◆ PROBLEM ◆
Return every record below exactly as given.

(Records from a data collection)
=======

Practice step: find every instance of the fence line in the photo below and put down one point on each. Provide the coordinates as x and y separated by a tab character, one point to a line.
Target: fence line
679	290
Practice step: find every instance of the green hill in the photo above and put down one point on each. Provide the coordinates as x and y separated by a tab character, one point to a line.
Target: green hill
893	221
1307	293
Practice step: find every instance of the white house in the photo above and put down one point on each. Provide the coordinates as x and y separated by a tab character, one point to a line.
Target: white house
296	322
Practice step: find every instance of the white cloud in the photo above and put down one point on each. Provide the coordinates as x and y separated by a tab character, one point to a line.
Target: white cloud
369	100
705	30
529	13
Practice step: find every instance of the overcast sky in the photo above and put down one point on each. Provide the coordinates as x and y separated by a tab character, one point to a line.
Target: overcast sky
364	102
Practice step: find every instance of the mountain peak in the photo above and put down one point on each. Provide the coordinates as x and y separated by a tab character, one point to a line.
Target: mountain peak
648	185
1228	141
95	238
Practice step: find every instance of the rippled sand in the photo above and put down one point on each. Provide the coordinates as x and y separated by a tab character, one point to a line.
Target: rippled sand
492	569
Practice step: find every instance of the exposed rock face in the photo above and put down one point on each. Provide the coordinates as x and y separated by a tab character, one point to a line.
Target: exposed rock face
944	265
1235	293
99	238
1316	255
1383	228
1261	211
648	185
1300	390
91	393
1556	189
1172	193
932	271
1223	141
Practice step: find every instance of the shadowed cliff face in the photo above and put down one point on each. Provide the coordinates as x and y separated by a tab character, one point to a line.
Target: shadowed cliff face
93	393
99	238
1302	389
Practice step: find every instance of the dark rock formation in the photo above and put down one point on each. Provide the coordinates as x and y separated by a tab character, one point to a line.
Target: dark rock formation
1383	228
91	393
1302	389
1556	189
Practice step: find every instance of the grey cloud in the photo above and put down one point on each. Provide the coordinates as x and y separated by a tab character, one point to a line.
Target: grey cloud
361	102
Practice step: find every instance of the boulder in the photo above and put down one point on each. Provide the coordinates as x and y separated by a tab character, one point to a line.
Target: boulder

=======

◆ ANSWER SECTION ◆
Practice step: find every instance of the fence line in the photo below and put down one point on each. Provide the coordinates as x and y separated by a tab character, one point to a line.
Target: fence line
679	290
Practice step: find every instance of the green hill in the photo above and put down one point on each. Provide the coordinates as x and y separated by a tab character, one point to a line.
Target: green hill
893	221
1307	293
Practice step: find every instance of the white house in the photo above and put down one point on each. Provide the coordinates as x and y separated by a tab character, one point to a line.
Target: white house
296	322
Practice step: find every instance of the white cloud in the photo above and put down one point on each. Provide the coordinates as x and y separated by a tab character, one point to a line.
Target: white cloud
369	100
705	30
529	13
Practice step: find every instance of the overcast sky in the photo above and put down one point on each. Provide the coordinates as x and y separated by a tab character, one point to a line.
Target: overcast sky
364	102
Practice step: find every instance of the mountain peak in the photo above and put down one point on each. Provide the coordinates as x and y separated by a tab character, one point to a line.
Target: mountain peak
648	185
1228	141
95	238
Practice step: find every instance of the rippled sand in the photo above and put down one point on each. Provide the coordinates as x and y separated by a tab character, one point to a line.
Target: rippled sand
492	569
Practice step: find every instance of the exposed rock face in the photo above and put down one point on each. Provide the coordinates as x and y separated by a tab character, one point to a line.
Target: exposed rock face
944	265
1235	293
99	238
1316	255
1383	228
1261	211
648	185
1300	390
91	393
1556	189
1172	193
932	271
1223	141
Practice step: find every instance of the shadowed cliff face in the photo above and put down one point on each. Provide the coordinates as x and y separated by a tab character, one point to a line.
Target: shadowed cliff face
93	393
99	238
1302	389
Practice step: find every instance of the dark rock formation in the photo above and put down one point on each. Provide the coordinates as x and y separated by a tab character, one point to a line.
Target: dark rock formation
1383	228
91	393
1302	389
1556	189
Practice step: find every instance of the grey cloud in the photo above and put down one point on each. Provide the coordinates as x and y separated by a tab character, one point to a line.
Target: grey cloud
361	102
Practice step: find every instance of the boulder in the photo above and put down one point on each. Provide the coordinates as x and y separated by a tab character, one point to a line.
Target: boulder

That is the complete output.